*** Data extract ***
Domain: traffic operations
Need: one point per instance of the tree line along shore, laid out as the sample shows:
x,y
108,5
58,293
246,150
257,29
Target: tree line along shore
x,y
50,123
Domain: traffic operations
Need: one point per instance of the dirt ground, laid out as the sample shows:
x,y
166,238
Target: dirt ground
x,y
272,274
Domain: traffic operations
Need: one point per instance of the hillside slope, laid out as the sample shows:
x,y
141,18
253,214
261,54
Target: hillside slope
*** End of Data extract ***
• **Assigned task**: Go through the entries above and reproduce each one exactly.

• **Written solution**:
Domain: traffic operations
Need: one point per instance of the tree line along shore, laid out as the sample shows:
x,y
108,5
58,293
246,150
257,29
Target: tree line along shore
x,y
50,123
Domain: traffic operations
Need: one point per instance of the dirt ground, laid out as the sample shows:
x,y
166,238
Target: dirt ground
x,y
272,274
Domain: traffic operations
Need: one point per instance of the hillside slope, laid out as the sample shows:
x,y
141,18
253,214
261,54
Target: hillside slope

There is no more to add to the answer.